#### Texto fornecido:
"""

O presidente ucraniano Viktor
Yushchenko será recebido com
festa pela rainha Elizabeth 2ª em
Londres, no mês que vem. Por seu
papel na Revolução Laranja, em
2004, que pôs fim a uma década
de autoritarismo, receberá do
Real Instituto de Assuntos Internacionais o Chatham House, prêmio pela "mais significativa contribuição para a melhora das relações internacionais".
O político veterano acostumou-se a aplausos internacionais desde
dezembro, quando reverteu uma
eleição manipulada ao levar milhares de manifestantes às ruas e
derrotou depois o rival em novo
pleito. A revista "Time" o pôs na
lista de cem pessoas mais influentes do mundo e ele teve substancial reconhecimento nos EUA.
Poucos dos líderes de antigas repúblicas soviéticas têm a chance
de disputar o Nobel da Paz, como
ele este ano. No entanto, Yushchenko parece ser vítima do mesmo problema que atingiu um passado vencedor do Nobel da Paz,
Mikhail Gorbatchov, admirado
no Ocidente por pôr fim ao comunismo de maneira pacífica
mas desprezado em seu país.
Na Ucrânia, muitos já começam
a acusar Yushchenko de trair os
ideais da revolução que liderou.

"""

#### Tarefa proposta:
Reproduza, no texto sobre Viktor Yushchenko, a parte que se abre com as palavras "Poucos dos líderes" e se fecha com "em seu país.". As linhas apresentadas não têm nenhum papel aqui.

#### Linhas exibidas:
"""

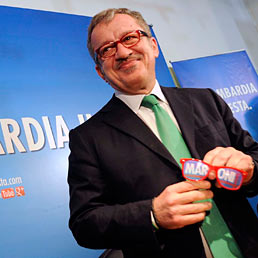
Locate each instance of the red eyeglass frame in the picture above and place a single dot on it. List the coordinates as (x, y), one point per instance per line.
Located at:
(215, 168)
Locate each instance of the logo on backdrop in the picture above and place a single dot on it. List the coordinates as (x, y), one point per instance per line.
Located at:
(37, 133)
(239, 105)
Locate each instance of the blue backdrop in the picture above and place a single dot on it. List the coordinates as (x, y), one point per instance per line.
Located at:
(48, 85)
(234, 78)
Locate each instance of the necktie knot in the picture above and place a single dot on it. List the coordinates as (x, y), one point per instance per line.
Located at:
(149, 101)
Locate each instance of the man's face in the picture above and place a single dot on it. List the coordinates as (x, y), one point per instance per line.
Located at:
(130, 70)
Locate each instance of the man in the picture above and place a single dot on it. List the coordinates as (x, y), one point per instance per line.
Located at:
(127, 191)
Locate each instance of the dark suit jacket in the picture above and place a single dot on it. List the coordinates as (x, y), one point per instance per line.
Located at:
(117, 165)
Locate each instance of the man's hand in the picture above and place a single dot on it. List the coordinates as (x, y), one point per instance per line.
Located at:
(230, 157)
(174, 207)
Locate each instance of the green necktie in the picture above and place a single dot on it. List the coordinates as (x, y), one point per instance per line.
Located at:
(216, 231)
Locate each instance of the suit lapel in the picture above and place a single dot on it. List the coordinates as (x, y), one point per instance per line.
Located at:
(181, 105)
(121, 117)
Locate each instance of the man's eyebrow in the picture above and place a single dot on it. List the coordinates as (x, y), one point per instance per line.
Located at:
(109, 41)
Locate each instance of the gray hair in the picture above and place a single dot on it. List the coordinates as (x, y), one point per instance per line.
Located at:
(107, 16)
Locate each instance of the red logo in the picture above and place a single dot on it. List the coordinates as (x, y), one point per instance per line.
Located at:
(7, 193)
(19, 191)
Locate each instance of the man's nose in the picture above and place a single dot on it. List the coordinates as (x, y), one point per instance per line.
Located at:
(122, 51)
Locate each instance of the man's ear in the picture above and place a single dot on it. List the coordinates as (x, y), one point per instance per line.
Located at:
(100, 72)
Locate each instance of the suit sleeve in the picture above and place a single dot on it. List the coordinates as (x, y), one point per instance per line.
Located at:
(241, 140)
(95, 221)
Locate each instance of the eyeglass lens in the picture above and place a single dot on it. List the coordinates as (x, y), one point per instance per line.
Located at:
(127, 41)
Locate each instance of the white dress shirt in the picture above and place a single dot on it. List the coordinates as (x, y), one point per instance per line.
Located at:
(144, 113)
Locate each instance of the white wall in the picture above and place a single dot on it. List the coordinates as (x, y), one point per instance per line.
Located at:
(185, 28)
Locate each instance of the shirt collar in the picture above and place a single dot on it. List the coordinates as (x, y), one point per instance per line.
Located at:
(134, 101)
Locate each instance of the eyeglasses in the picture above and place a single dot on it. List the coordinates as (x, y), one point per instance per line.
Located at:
(227, 177)
(128, 40)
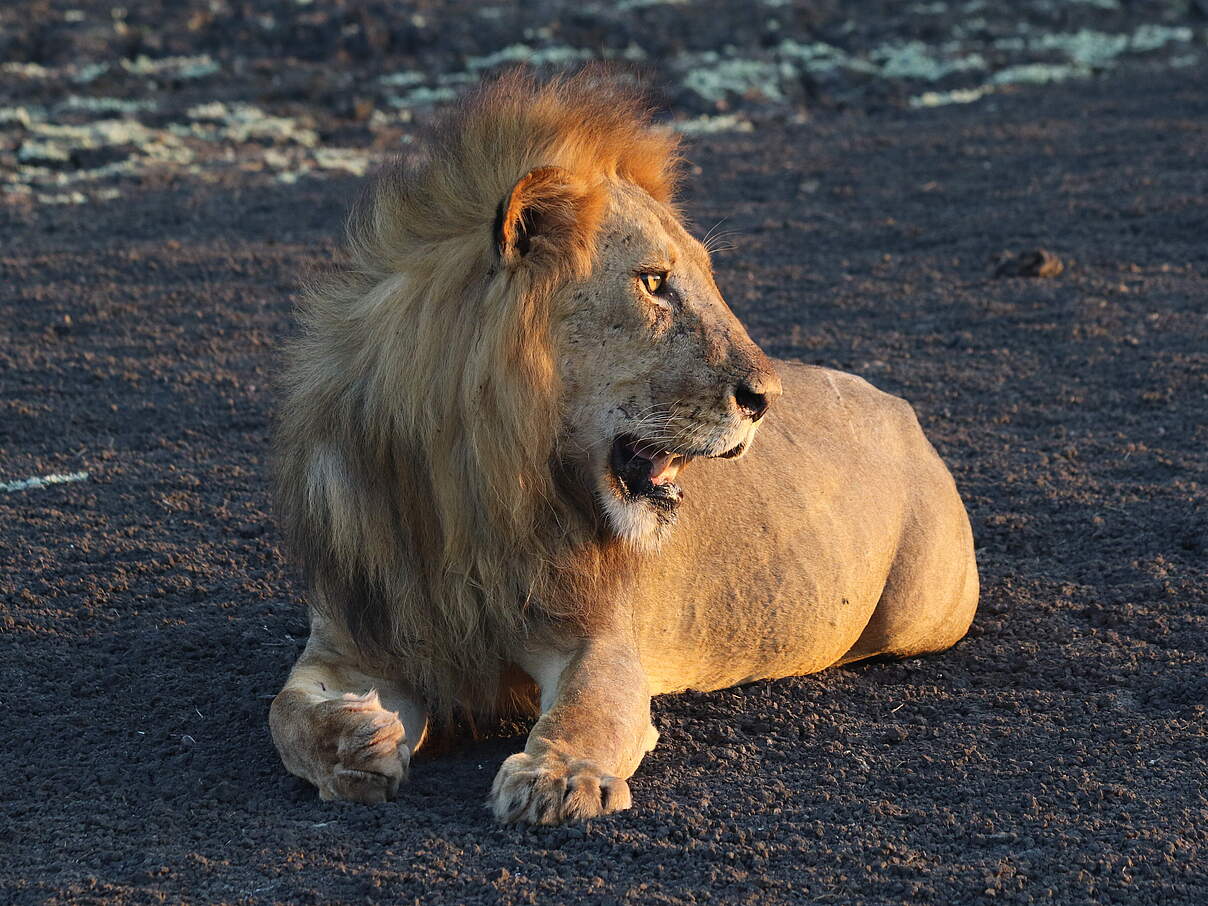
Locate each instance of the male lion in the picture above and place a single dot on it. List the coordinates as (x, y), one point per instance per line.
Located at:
(516, 448)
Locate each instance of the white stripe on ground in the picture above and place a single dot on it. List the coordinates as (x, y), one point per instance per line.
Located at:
(42, 481)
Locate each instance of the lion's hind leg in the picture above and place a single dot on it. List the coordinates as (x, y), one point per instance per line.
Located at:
(346, 731)
(931, 592)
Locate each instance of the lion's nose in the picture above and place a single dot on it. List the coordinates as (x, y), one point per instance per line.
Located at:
(754, 396)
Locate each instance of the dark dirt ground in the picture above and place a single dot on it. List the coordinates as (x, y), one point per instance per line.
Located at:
(147, 616)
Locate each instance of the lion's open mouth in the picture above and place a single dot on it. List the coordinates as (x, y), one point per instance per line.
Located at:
(645, 470)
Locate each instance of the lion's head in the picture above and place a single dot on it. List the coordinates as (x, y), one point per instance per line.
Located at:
(524, 349)
(654, 366)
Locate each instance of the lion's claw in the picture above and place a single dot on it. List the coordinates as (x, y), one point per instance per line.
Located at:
(371, 756)
(552, 788)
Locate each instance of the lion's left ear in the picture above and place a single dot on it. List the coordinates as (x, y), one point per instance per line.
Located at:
(550, 210)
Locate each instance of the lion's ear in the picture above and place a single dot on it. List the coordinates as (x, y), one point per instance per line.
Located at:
(549, 210)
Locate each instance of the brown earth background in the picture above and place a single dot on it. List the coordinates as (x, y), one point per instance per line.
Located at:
(172, 173)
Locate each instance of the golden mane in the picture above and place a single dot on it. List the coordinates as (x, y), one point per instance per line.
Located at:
(417, 453)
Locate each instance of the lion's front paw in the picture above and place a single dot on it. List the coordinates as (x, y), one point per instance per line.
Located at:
(552, 788)
(366, 755)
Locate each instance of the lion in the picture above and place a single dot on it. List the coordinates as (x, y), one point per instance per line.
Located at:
(516, 459)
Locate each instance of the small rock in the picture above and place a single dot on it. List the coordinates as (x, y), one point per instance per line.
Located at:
(1037, 262)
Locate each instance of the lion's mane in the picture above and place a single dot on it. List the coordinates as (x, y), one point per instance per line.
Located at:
(417, 468)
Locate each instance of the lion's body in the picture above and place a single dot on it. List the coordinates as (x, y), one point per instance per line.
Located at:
(780, 558)
(483, 423)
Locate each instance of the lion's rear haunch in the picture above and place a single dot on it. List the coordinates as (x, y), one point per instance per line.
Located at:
(420, 399)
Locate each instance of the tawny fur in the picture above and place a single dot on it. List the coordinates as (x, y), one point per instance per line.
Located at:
(463, 413)
(420, 401)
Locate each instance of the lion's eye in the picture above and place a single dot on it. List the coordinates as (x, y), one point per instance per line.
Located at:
(654, 282)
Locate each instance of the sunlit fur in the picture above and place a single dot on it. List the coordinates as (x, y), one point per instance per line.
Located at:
(417, 445)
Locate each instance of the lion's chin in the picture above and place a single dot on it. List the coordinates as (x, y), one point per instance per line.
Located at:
(638, 491)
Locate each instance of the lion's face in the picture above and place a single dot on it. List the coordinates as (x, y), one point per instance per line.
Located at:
(656, 369)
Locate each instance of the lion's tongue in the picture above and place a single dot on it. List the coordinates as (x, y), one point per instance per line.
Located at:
(663, 468)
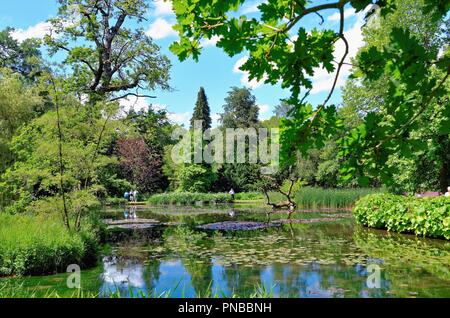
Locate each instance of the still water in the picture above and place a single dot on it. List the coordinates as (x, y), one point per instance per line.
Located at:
(320, 254)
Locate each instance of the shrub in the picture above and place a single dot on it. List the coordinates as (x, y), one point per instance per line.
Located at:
(32, 245)
(186, 198)
(312, 198)
(249, 196)
(421, 216)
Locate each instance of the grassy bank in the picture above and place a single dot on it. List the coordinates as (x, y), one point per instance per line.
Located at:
(186, 198)
(421, 216)
(12, 289)
(32, 245)
(315, 198)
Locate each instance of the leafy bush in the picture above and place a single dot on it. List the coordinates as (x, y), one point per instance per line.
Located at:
(421, 216)
(195, 178)
(189, 198)
(249, 196)
(42, 245)
(312, 198)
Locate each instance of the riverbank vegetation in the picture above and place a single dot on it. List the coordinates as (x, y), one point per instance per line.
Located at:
(421, 216)
(31, 245)
(313, 198)
(71, 140)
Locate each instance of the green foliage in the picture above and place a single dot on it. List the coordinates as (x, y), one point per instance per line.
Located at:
(201, 111)
(42, 245)
(19, 103)
(415, 75)
(314, 198)
(195, 178)
(403, 88)
(23, 58)
(421, 216)
(106, 55)
(187, 198)
(250, 196)
(36, 172)
(240, 109)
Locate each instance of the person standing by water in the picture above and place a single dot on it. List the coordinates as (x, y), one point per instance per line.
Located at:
(131, 196)
(232, 193)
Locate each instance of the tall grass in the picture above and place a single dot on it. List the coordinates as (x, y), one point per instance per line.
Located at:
(186, 198)
(31, 245)
(314, 198)
(18, 290)
(249, 196)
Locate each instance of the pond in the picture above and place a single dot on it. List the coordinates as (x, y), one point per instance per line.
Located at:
(318, 254)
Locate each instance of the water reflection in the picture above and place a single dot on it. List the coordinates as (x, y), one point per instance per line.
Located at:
(175, 278)
(296, 260)
(317, 259)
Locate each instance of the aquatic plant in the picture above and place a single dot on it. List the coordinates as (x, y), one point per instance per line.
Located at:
(189, 198)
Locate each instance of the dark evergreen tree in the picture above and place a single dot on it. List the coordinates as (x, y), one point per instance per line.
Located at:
(202, 111)
(240, 110)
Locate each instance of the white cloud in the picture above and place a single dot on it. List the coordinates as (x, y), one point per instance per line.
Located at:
(251, 7)
(36, 31)
(163, 7)
(264, 108)
(160, 29)
(322, 80)
(210, 42)
(245, 75)
(337, 16)
(180, 118)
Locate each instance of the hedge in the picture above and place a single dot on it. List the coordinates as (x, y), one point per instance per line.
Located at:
(421, 216)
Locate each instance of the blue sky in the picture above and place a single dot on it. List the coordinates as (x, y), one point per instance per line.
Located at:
(215, 71)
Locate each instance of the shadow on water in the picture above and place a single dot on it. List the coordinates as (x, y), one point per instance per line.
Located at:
(328, 258)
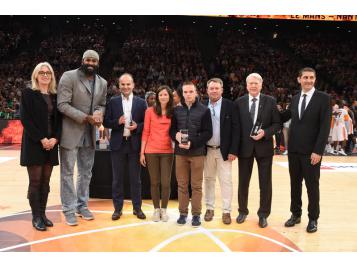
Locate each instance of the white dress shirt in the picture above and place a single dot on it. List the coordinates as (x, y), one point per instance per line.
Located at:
(127, 104)
(256, 106)
(308, 98)
(216, 126)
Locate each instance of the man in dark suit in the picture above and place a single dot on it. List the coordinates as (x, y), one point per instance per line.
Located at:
(125, 116)
(310, 113)
(221, 151)
(258, 110)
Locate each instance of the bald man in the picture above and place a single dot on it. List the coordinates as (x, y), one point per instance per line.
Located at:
(258, 120)
(125, 116)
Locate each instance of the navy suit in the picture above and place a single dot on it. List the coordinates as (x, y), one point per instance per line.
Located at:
(125, 151)
(306, 136)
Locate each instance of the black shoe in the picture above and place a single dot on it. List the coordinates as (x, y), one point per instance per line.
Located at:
(196, 221)
(139, 214)
(312, 226)
(263, 222)
(182, 219)
(241, 218)
(38, 223)
(116, 215)
(292, 221)
(46, 221)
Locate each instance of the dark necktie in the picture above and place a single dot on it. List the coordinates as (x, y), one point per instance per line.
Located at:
(303, 105)
(252, 109)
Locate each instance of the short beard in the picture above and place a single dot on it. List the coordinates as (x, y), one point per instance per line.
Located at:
(88, 71)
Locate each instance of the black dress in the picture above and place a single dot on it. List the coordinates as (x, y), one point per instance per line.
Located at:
(40, 119)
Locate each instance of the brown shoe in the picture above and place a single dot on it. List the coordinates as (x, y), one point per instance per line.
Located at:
(226, 218)
(209, 214)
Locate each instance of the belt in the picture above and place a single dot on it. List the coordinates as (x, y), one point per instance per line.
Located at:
(213, 147)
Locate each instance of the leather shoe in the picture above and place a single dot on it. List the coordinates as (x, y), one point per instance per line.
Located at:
(46, 221)
(139, 214)
(209, 214)
(226, 218)
(116, 215)
(312, 226)
(292, 221)
(241, 218)
(38, 223)
(263, 222)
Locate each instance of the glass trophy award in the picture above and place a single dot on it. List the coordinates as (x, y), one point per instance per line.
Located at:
(257, 126)
(184, 136)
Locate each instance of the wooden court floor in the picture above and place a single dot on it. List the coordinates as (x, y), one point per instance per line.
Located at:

"""

#### Resolução:
Poucos dos líderes de antigas repúblicas soviéticas têm a chance
de disputar o Nobel da Paz, como
ele este ano. No entanto, Yushchenko parece ser vítima do mesmo problema que atingiu um passado vencedor do Nobel da Paz,
Mikhail Gorbatchov, admirado
no Ocidente por pôr fim ao comunismo de maneira pacífica
mas desprezado em seu país.